Page »
Date :               16/4/2010, 12 h 55

Objet :              Little Grand Rapids

 

Lynn,

 

Après notre conversation téléphonique, j’ai relu mon rapport. Les notes suivantes pourraient peut‑être vous aider… Article 14 du REBI : Lorsqu’il y a lieu de croire

 

a) qu’il y a eu manœuvre corruptrice à l’égard d’une élection,

 

Énumérons seulement les faits incontestables, et laissons le reste de côté.

 

1.  Deon Lam et sa mère ont importé de l’alcool dans la réserve.

Témoin : Linda McDougall. Très crédible, elle a des notes manuscrites.

 

2.  Le chef Owens a tenu une fête où il y avait de l’alcool.

Rapport de la GRC et déclaration du chef Owens

 

3.  Le chef Owens a donné ou vendu de l’alcool à Eugene Keeper.

Témoin : Eugene Keeper.

Témoin : Melba Keeper.

Témoin : Doris Mayham.

 

4.  Le chef Owens a donné de l’alcool à la mère/cliente des Services d'aide à l'enfance et à la famille.

Témoin : Violet Keeper.

 

5.  Le président du scrutin Ian Keeper a influencé une électrice.

Témoin : Violet Keeper.

Témoin : Samantha Bushie.

 

6.  Le chef Owens a livré de la bière à Harry T. Owens.

Témoin : Verna Keeper.

 

7.  Le candidat Deon Lam a livré du whiskey à des membres de la bande.

Témoin : Violet Keeper.

Consigne écrite » Transcrivez intégralement, sans la modifier, la note sur l'élection de Little Grand Rapids.

Section des données »

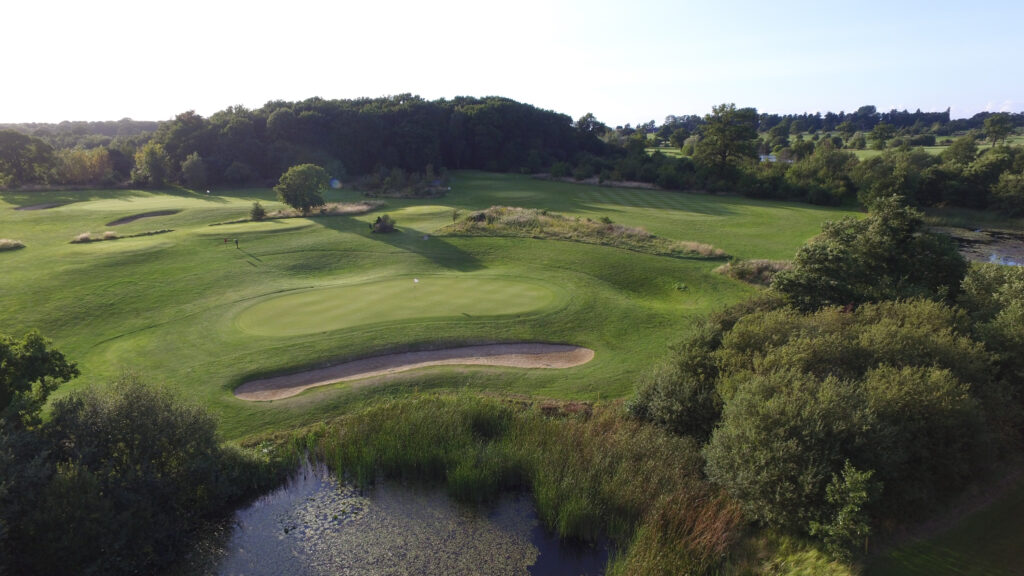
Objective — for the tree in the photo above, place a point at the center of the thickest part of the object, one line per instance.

--

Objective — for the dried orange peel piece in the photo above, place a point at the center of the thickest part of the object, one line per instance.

Réponse écrite »
Date :               16/4/2010, 12 h 55

Objet :              Little Grand Rapids

 

Lynn,

 

Après notre conversation téléphonique, j’ai relu mon rapport. Les notes suivantes pourraient peut‑être vous aider… Article 14 du REBI : Lorsqu’il y a lieu de croire

 

a) qu’il y a eu manœuvre corruptrice à l’égard d’une élection,

 

Énumérons seulement les faits incontestables, et laissons le reste de côté.

 

1.  Deon Lam et sa mère ont importé de l’alcool dans la réserve.

Témoin : Linda McDougall. Très crédible, elle a des notes manuscrites.

 

2.  Le chef Owens a tenu une fête où il y avait de l’alcool.

Rapport de la GRC et déclaration du chef Owens

 

3.  Le chef Owens a donné ou vendu de l’alcool à Eugene Keeper.

Témoin : Eugene Keeper.

Témoin : Melba Keeper.

Témoin : Doris Mayham.

 

4.  Le chef Owens a donné de l’alcool à la mère/cliente des Services d'aide à l'enfance et à la famille.

Témoin : Violet Keeper.

 

5.  Le président du scrutin Ian Keeper a influencé une électrice.

Témoin : Violet Keeper.

Témoin : Samantha Bushie.

 

6.  Le chef Owens a livré de la bière à Harry T. Owens.

Témoin : Verna Keeper.

 

7.  Le candidat Deon Lam a livré du whiskey à des membres de la bande.

Témoin : Violet Keeper.